== Assignment ==
Transcribe the data that follows, exactly and in full.

**** Data extracts ****

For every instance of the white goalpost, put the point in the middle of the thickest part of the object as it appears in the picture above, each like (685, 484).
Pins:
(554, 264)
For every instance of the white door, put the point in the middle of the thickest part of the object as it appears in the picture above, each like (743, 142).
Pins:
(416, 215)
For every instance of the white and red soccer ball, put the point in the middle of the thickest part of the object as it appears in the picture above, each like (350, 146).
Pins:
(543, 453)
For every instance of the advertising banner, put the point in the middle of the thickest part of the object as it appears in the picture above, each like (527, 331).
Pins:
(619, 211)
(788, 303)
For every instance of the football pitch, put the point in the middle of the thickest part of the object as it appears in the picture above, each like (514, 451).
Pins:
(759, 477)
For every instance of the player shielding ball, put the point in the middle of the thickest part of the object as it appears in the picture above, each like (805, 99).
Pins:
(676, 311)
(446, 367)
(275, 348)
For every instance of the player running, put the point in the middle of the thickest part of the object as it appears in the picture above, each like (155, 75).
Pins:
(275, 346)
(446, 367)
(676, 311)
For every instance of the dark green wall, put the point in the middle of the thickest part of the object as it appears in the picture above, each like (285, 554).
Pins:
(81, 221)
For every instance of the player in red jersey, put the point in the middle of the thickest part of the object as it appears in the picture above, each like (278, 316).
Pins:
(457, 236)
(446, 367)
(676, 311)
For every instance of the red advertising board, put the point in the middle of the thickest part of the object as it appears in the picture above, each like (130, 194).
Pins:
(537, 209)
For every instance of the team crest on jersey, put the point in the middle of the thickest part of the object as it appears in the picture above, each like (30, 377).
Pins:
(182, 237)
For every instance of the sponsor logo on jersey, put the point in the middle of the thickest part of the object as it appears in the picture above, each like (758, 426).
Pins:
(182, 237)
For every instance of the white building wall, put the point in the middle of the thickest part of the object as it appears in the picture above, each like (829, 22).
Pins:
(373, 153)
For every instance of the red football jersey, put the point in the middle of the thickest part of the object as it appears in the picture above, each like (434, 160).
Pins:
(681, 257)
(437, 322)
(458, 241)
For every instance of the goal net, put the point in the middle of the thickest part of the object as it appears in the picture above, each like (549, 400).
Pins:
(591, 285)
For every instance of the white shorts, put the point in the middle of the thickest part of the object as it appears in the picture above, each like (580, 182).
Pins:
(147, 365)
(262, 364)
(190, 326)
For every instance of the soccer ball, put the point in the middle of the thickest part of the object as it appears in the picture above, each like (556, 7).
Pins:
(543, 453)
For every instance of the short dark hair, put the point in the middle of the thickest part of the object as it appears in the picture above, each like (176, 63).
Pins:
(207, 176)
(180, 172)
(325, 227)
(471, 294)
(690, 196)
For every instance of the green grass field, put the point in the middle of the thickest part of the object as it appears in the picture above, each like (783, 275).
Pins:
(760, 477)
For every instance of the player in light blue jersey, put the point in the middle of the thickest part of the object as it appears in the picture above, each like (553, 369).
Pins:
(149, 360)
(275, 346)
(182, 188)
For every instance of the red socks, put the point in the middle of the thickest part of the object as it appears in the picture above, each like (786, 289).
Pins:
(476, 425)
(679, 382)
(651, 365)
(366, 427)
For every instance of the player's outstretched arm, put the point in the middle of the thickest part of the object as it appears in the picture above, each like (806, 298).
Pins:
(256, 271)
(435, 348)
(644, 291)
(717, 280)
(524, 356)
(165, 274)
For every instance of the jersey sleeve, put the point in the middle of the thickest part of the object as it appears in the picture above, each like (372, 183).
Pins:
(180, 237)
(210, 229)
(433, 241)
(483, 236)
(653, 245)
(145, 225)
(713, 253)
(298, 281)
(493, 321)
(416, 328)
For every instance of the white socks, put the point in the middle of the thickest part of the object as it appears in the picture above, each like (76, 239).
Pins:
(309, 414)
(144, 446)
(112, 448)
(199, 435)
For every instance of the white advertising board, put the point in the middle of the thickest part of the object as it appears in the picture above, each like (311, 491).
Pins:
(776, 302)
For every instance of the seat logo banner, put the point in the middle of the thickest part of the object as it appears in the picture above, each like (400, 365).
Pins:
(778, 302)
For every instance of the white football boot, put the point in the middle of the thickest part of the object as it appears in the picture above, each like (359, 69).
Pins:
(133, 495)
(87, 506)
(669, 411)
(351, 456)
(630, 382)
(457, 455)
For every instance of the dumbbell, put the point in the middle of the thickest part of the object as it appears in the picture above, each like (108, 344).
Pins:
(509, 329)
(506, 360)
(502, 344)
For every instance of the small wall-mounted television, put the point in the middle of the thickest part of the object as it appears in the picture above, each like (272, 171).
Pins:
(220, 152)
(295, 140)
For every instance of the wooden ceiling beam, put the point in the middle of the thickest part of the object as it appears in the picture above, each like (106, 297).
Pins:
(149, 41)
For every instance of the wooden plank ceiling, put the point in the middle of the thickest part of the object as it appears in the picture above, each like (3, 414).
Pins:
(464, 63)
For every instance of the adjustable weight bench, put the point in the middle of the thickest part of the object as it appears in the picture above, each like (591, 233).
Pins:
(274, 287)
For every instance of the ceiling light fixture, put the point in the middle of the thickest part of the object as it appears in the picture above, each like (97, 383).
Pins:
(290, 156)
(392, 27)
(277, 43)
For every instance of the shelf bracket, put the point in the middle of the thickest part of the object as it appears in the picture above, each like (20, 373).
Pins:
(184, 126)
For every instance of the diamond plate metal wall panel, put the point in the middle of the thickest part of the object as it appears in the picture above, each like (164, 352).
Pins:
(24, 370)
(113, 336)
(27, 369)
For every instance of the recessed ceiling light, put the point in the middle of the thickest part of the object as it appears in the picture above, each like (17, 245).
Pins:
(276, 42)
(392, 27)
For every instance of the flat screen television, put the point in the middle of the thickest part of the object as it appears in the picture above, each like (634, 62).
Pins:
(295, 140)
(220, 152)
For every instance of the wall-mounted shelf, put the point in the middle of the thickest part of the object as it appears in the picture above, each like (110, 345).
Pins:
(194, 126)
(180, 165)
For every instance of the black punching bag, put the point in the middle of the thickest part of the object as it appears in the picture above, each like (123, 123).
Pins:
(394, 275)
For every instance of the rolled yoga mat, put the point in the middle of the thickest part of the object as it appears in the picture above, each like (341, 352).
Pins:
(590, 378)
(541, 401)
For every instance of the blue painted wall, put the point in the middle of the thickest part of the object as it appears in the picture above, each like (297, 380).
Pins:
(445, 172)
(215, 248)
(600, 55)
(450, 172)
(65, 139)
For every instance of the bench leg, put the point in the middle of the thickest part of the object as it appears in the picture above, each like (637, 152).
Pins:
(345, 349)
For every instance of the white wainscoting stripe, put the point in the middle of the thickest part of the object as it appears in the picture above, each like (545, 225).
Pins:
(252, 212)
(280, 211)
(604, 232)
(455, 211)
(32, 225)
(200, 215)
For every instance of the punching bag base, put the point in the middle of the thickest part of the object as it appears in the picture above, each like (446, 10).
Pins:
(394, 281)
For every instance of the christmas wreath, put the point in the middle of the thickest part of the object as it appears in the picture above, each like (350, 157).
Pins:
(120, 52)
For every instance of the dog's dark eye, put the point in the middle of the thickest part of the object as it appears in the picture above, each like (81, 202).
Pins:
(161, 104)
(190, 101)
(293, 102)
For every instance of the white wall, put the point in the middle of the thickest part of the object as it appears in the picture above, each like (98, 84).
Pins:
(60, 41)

****

== Answer ==
For every instance of the white goalpost, put the point in the middle of the thickest part of the object as it appears in the picture above, each like (685, 484).
Pins:
(554, 264)
For every instance of the white door, put the point in the middle of the thickest part of the object as it appears in the picture above, each like (743, 142).
Pins:
(416, 215)
For every instance of the white and red soccer ball, put the point in the middle of the thickest part of the object as it appears in the picture above, each like (350, 146).
Pins:
(543, 453)
For every instance of the advertising banner, put the point in the middle of the thickest part of the object as it appears in the picture above, each like (527, 331).
Pins:
(619, 211)
(788, 303)
For every instance of the football pitch, put the point in the middle of the thickest part of the object as it appears in the picture above, each like (514, 451).
Pins:
(759, 477)
For every instance of the player shielding ball, put the point in the middle of the thickest part of the object as it appears in the picture above, each like (805, 99).
Pins:
(676, 311)
(446, 367)
(275, 348)
For every instance of the player running, put the point in the middle of the thickest part of the object as it appears in the picture above, each like (155, 75).
Pins:
(275, 346)
(446, 367)
(676, 311)
For every instance of the dark green wall, put the point in the middle of the thickest part of the object as it appears in the picture above, each like (285, 554).
Pins:
(81, 221)
For every instance of the player in red jersey, put the point in the middle of the thickest part of the object as it appears in the picture above, each like (278, 316).
Pins:
(457, 236)
(446, 367)
(676, 311)
For every instance of the red advertising board, put the point in the middle of the thickest part of the object as it appears in the picture above, each like (130, 194).
Pins:
(537, 209)
For every instance of the team crest on jersey, put the point in the middle of the thickest part of the object as it appears in the picture above, each like (30, 377).
Pins:
(182, 237)
For every instance of the sponsor logo on jersey, put the point in the middle of the thickest part of the object as it appears in the picture above, each like (758, 426).
Pins:
(182, 237)
For every instance of the white building wall, put the point in the middle of the thickest part of the object as it appears in the picture above, each like (829, 22).
Pins:
(373, 153)
For every instance of the red football jersey, put the point in the middle of the thickest part of the object as it appears in the picture above, each like (434, 160).
Pins:
(681, 257)
(437, 322)
(458, 241)
For every instance of the goal net, put the point in the middle of the thickest part of the object as it appears in the picture above, each like (549, 400).
Pins:
(591, 285)
For every instance of the white shorts, put the point in the middle of the thickest part of the object as it appears in the picture above, each like (580, 182).
Pins:
(147, 365)
(262, 364)
(190, 326)
For every instance of the soccer ball, put the point in the middle of the thickest part of the object as it appears in the picture above, each like (556, 7).
Pins:
(543, 453)
For every instance of the short dark hair, put the point in the middle of the thickest part of the object as it appears in the picture above, each like (176, 63).
Pins:
(207, 176)
(180, 172)
(325, 227)
(471, 294)
(690, 196)
For every instance of the green grass field, put the point in the middle of the thickest part of the object as it appears in the picture above, each like (783, 275).
Pins:
(760, 477)
For every instance of the player in light blue jersey, put the point in the middle of the thickest part of the object as it appears in the picture above, each like (553, 369).
Pins:
(149, 360)
(275, 346)
(182, 188)
For every instance of the red socks, put the point in the middle of the thickest part of the object as it appears in the picture above, each like (786, 289).
Pins:
(476, 425)
(679, 382)
(651, 365)
(366, 427)
For every instance of the player's outstretched arm, put the point in the middle of the thickest part of the object as it appears in the picture above, each like (806, 298).
Pins:
(256, 271)
(435, 348)
(644, 291)
(717, 280)
(524, 356)
(165, 274)
For every instance of the jersey sleeve, put the point in the middle of the thickest part of the object as it appears in the picture above, each like (372, 183).
Pins:
(180, 237)
(210, 229)
(433, 241)
(483, 236)
(653, 245)
(145, 225)
(713, 253)
(298, 281)
(493, 321)
(416, 328)
For every instance of the white socks, put the point in the middle of the thickest part of the object as it appears in the picture above, each like (76, 239).
Pins:
(309, 414)
(144, 446)
(112, 448)
(199, 435)
For every instance of the white advertising board, put the point in the middle of the thickest part of the object as it appears in the picture above, each like (311, 491).
Pins:
(776, 302)
For every instance of the seat logo banner, put the point in the middle of the thickest part of the object as it appears in the picture above, each like (400, 365).
Pins:
(778, 302)
For every instance of the white football boot, put the point in the middle of the thickest part of the object as it appears in the picture above, each like (359, 69).
Pins:
(133, 495)
(87, 506)
(669, 411)
(351, 456)
(630, 382)
(457, 455)
For every instance of the dumbbell, put the point in the middle of the thickest part of the object as it appears in the picture above, each like (108, 344).
Pins:
(509, 329)
(506, 360)
(502, 344)
For every instance of the small wall-mounted television, put the point in the middle of the thickest part of the object as it appears in the picture above, each like (272, 171).
Pins:
(220, 152)
(295, 140)
For every instance of the wooden ceiling beam, put the point in the middle of the thickest part of the object as it appears in the picture above, each like (106, 297).
Pins:
(149, 41)
For every instance of the wooden plank ceiling, put the point in the middle of the thickest part of the object as it appears in the picture above, each like (3, 414).
Pins:
(464, 63)
For every instance of the adjustable weight bench, put the point in the middle of the thickest part of the object as it appears in the picture above, each like (591, 233).
Pins:
(274, 287)
For every instance of the ceiling light fixture, put the point in the middle of the thickest part of the object as it appears in the picture above, each like (97, 383).
Pins:
(290, 156)
(392, 27)
(277, 43)
For every instance of the shelf bracket, put the point in the middle of the thickest part of the object as it appears in the picture above, each like (20, 373).
Pins:
(184, 126)
For every instance of the diamond plate metal wall panel, put the point in the middle of the thickest part of the object as it appears in the picture above, each like (164, 352).
Pins:
(24, 370)
(113, 336)
(27, 369)
For every instance of the recessed ceiling light, put the point in the middle of the thickest part of the object as it appears in the picture above, each like (17, 245).
Pins:
(276, 42)
(392, 27)
For every instance of the flat screen television, put the point in the middle of the thickest part of the object as it appears in the picture above, each like (634, 62).
Pins:
(295, 140)
(220, 152)
For every instance of the wall-mounted shelf, put the point in the middle of the thickest part of the object as it appears in the picture above, each like (110, 345).
Pins:
(194, 126)
(180, 165)
For every instance of the black punching bag, put the point in the middle of the thickest part of the object as it appears in the picture above, each like (123, 123).
Pins:
(394, 275)
For every instance of the rolled yoga mat, put the point in the middle of the thickest part of the object as it appears in the picture above, each like (341, 352).
Pins:
(590, 378)
(541, 401)
For every instance of the blue painted wall, put the point in the middle of the thickest part of the object as it appears in the picture above, each like (297, 380).
Pins:
(445, 172)
(215, 248)
(600, 55)
(450, 172)
(65, 139)
For every instance of the bench leg, put the point in the middle of the thickest part of the object as it appears in the picture above, each like (637, 152).
Pins:
(345, 349)
For every instance of the white wainscoting stripe, put the point in the middle of the thickest part of the object as it appears in the picture above, each like (545, 225).
Pins:
(252, 212)
(280, 211)
(604, 232)
(455, 211)
(32, 225)
(200, 215)
For every instance of the punching bag base, put the point in the middle of the thickest part of the object as it appears in the picture above, each like (446, 10).
Pins:
(394, 281)
For every instance of the christmas wreath, put the point in the middle of the thickest part of the object as it appears in the picture above, each like (350, 157).
Pins:
(120, 52)
For every instance of the dog's dark eye, put the point in the middle of the thickest part of the object as it appears in the picture above, each like (81, 202).
Pins:
(161, 104)
(190, 101)
(293, 102)
For every instance of the white wall, put the point in the middle of the thickest part of the object as it appears in the picture above, each like (98, 84).
Pins:
(60, 41)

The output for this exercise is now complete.